• Exercise details: In the article on Ontario's pandemic budget, what deficit does the fiscal plan show for this year?

• Text under study:
TORONTO — Ontario will spend a record $187 billion this year as it lays out a plan to recover from the COVID-19 pandemic, with money earmarked for the health-care sector, to support for seniors living at home and to subsidize electricity rates for businesses.
The province’s first budget since the start of the global health crisis shows it will spend $45 billion over the next three years to respond to the pandemic — $30 billion was previously announced this year, and $15 billion in new funding will be spent over the next two years.
The fiscal plan presented Thursday also shows a record deficit of $38.5 billion for this year, consistent with the government’s summer projections. A path to balance is expected in next year’s budget.
In tabling the spending plan in the legislature, Finance Minister Rod Phillips said the budget aims to “provide as much certainty as possible in an uncertain time.”
“There is still great uncertainty in the global economy, and this means the same thing for the Ontario budget as it does for the family and business budgets,” Phillips said.
“This means there is a greater degree of risk underlying our projections than normal.”
The Progressive Conservative government said it is spending $2.5 billion more on hospitals this fiscal year, including $572 million announced Thursday aimed specifically at offsetting COVID-19 expenses.
The budget also includes a tax credit meant to help seniors stay at home longer, which will reimburse them for 25 per cent on eligible renovations of up to $10,000, regardless of their income and whether they owe taxes for 2021.
It also renews funding to help parents with the added costs of at-home education, which consists of $200 per child under 12 and $250 per child or youth with special needs. That program will cost the province $380 million, on top of the $378 million spent earlier this year.
The document does not, however, provide costing for the new standard for long-term care announced earlier this week, which would see nursing home residents receive an average of four hours of direct care every day.
Asked about the omission, Premier Doug Ford insisted the province is “totally committed” to the new standard but said it needs to consult with stakeholders before providing more details.
Phillips said the government needs more time because it only received interim recommendations from its commission on long-term care two weeks ago.
A government study released in July also highlighted the need for increased staffing in long-term care homes.
Education spending is expected to stay largely the same over the next three years, with $31 billion allocated this fiscal year, $31.1 billion next year and $31.3 billion in 2022-2023.
The government is also taking on a long-term expense in this budget by announcing it will subsidize a portion of hydro rates for medium and large commercial and industrial businesses, a move it said will help make the province more competitive.

• Data excerpts:
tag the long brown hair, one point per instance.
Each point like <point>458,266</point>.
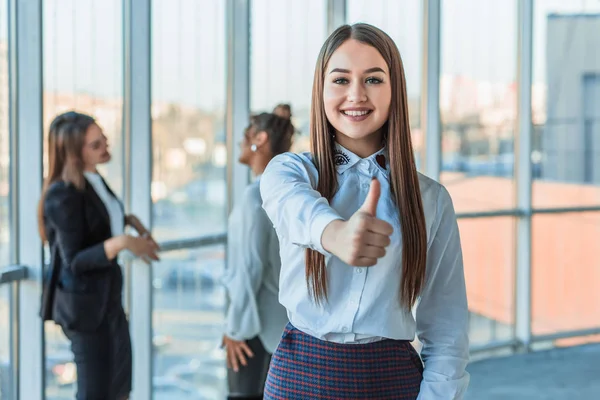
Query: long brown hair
<point>66,138</point>
<point>404,181</point>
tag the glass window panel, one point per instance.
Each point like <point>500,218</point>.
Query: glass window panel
<point>83,71</point>
<point>565,272</point>
<point>478,101</point>
<point>488,253</point>
<point>6,367</point>
<point>188,118</point>
<point>286,37</point>
<point>188,323</point>
<point>565,98</point>
<point>4,139</point>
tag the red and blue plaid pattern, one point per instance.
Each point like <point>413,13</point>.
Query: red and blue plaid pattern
<point>304,368</point>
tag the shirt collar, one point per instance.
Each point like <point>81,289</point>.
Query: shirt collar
<point>345,159</point>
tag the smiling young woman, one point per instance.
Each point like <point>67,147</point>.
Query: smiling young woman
<point>363,236</point>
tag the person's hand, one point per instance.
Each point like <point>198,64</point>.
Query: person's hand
<point>146,235</point>
<point>143,248</point>
<point>362,239</point>
<point>237,351</point>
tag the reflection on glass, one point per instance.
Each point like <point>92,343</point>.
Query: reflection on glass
<point>286,37</point>
<point>188,126</point>
<point>4,139</point>
<point>565,272</point>
<point>83,62</point>
<point>6,372</point>
<point>478,101</point>
<point>188,323</point>
<point>566,94</point>
<point>488,252</point>
<point>83,59</point>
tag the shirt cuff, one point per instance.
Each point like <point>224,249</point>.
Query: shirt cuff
<point>317,228</point>
<point>444,390</point>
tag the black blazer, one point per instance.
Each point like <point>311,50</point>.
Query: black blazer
<point>81,283</point>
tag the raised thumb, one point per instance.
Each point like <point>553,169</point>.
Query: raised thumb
<point>370,204</point>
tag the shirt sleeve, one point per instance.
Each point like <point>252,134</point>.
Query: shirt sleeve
<point>442,313</point>
<point>298,212</point>
<point>247,257</point>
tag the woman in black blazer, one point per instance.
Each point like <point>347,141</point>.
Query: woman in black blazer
<point>83,221</point>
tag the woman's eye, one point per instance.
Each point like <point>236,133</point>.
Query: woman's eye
<point>373,81</point>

• Completed exercise: A record deficit of $38.5 billion.